• [Text excerpt]:
---

Hobeika, 45, was well-known for his activities
during the 15-year Lebanese civil war. He was the
head of the largely Christian Lebanese Forces
militia group.

After the war, Hobeika served in
several cabinet positions, including minister of
energy, a job he left in 1998.

But he is best known
for accusations surrounding his role in the
massacre of hundreds of Palestinian men, women
and children in Sabra and Shatila refugee camps
in Muslim west Beirut in 1982, a year after
Israel’s invasion of Lebanon to drive
Palestinian Liberation Organization fighters out
of the country.

Hobeika’s last public appearance was at the end of last year when he said he would be “telling the truth” about his role in the Sabra and Shatila atrocities, saying he was not guilty of the crimes committed.

Hobeika had said he was willing to go to a
Belgian court, which may take up proceedings against Israeli Prime Minister Ariel Sharon, who was Israel’s defense minister at the time of the massacres.

A 1993 Belgian law allows local courts to try any person accused of war crimes, regardless of his nationality, position, or where the crime took place. The law allows victims to seek cases against suspected war criminals, and the local Belgian courts look into their breach of the Geneva War
Crimes Convention.

---

• [Raw records]:
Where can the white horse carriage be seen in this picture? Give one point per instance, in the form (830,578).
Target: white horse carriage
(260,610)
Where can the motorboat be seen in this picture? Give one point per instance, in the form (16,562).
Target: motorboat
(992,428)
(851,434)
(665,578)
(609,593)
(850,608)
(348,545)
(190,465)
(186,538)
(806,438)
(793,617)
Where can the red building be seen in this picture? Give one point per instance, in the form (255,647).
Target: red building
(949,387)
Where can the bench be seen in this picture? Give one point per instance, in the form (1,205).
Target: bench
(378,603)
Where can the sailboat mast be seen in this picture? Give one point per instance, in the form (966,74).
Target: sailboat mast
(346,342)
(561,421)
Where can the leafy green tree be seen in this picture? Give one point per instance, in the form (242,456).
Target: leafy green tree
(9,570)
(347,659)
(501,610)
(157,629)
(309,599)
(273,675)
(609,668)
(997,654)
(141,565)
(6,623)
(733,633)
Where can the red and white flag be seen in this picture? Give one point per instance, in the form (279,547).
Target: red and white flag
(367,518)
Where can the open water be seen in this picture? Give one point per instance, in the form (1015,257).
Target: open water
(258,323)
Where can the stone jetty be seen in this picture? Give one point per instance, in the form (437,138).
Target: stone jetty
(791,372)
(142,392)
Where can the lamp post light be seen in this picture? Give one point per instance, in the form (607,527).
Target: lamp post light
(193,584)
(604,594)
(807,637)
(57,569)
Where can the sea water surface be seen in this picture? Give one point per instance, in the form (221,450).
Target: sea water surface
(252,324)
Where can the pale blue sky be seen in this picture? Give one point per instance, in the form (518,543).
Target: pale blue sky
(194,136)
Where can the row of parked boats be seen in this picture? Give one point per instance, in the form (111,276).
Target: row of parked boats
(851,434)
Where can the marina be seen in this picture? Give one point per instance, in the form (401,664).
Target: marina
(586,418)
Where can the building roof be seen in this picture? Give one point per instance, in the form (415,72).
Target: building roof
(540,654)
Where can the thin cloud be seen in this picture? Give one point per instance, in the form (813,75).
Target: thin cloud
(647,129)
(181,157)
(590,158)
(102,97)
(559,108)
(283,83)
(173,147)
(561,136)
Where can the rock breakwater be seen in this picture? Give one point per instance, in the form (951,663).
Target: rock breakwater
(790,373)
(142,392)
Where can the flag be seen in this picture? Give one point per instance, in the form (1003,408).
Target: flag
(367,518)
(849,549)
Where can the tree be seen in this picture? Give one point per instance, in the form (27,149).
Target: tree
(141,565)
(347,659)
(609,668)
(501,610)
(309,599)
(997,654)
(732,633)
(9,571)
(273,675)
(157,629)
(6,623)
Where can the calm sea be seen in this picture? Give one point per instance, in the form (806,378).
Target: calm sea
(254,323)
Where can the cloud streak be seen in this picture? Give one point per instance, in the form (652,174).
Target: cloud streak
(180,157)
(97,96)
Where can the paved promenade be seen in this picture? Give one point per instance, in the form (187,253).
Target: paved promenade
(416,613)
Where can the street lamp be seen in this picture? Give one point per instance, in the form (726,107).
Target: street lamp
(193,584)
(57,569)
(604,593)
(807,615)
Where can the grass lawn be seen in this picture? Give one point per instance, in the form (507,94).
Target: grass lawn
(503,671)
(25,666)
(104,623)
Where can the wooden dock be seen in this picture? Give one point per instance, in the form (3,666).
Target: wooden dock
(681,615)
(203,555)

---

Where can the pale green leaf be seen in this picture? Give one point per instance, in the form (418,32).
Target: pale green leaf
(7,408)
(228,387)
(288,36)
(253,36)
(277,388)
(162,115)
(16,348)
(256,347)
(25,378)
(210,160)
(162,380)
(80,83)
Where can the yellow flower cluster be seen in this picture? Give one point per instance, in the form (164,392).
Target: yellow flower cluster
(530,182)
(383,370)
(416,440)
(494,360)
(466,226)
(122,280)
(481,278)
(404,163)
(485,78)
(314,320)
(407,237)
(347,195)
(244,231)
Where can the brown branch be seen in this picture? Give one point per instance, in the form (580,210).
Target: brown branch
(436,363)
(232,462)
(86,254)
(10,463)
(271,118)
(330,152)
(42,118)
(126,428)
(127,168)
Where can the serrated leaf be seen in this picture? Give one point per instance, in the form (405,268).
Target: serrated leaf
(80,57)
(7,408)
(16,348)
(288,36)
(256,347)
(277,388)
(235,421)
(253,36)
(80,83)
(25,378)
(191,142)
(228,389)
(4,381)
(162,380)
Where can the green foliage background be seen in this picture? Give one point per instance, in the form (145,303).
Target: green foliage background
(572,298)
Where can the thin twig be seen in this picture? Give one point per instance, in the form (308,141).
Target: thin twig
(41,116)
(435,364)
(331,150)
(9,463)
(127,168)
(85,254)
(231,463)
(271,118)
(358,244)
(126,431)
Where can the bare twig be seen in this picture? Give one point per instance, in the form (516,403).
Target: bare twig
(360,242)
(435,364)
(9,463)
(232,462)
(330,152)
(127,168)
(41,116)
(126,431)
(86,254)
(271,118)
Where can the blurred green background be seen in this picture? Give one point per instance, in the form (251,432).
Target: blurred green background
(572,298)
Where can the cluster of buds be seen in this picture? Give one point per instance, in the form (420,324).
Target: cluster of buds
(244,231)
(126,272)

---

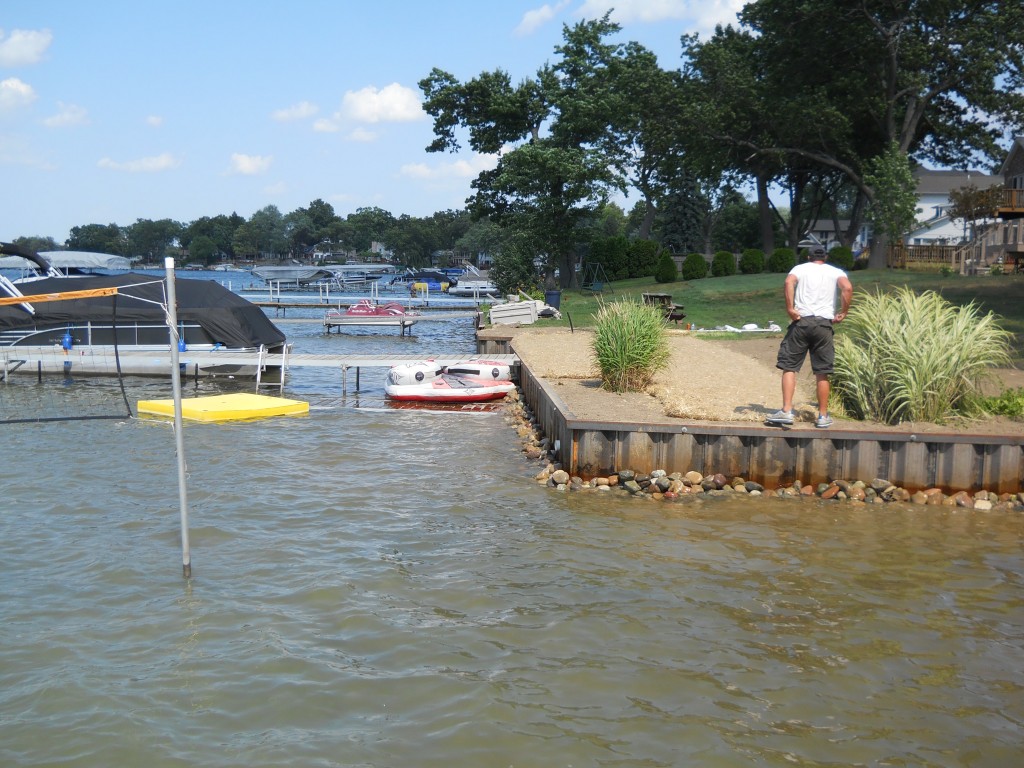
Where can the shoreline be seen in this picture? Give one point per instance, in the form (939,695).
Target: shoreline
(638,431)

---

• [Goals]:
a. In the Hobeika excerpt, rewrite the passage starting at "Hobeika had said" and ending at "of the massacres.", replacing "court" with "tribunal".
b. According to the Hobeika excerpt, which cabinet position did Hobeika leave in 1998?
c. Carry on writing the Hobeika excerpt from its last sentence.

• [The results]:
a.
Hobeika had said he was willing to go to a
Belgian tribunal, which may take up proceedings against Israeli Prime Minister Ariel Sharon, who was Israel’s defense minister at the time of the massacres.

b. Minister of energy.

c.
Complaints filed by survivors of the massacres allege that Israeli forces provided shielding while the Christian militia killed as many as 2,000
Palestinians inside refugee camps to clear out what were being called Palestinian terrorists.

An official Israeli inquiry found Sharon indirectly responsible for the killings, saying he did nothing to stop the militias from entering the camps, despite fears that the militiamen might seek revenge for the death of their leader the previous day. As a result, Sharon was forced to resign from his position of minister of defense.

The Belgian courts have been approached by people from many nations seeking redress for alleged war crimes. Thirty Israelis with relatives killed in Palestinian terrorist attacks, for example, have brought a case against Palestinian
Authority leader Yasser Arafat.

The first case to be tried under Belgium’s war crimes law led to the conviction of four Rwandans, including two nuns, for their role in the 1994
genocide that left up to 800,000 Rwandans dead.
Other complaints pending target Iraq’s President
Saddam Hussein, Chile’s former leader
Augusto Pinochet, and the leaders of Chad,
Guatemala and Cote d’Ivoire.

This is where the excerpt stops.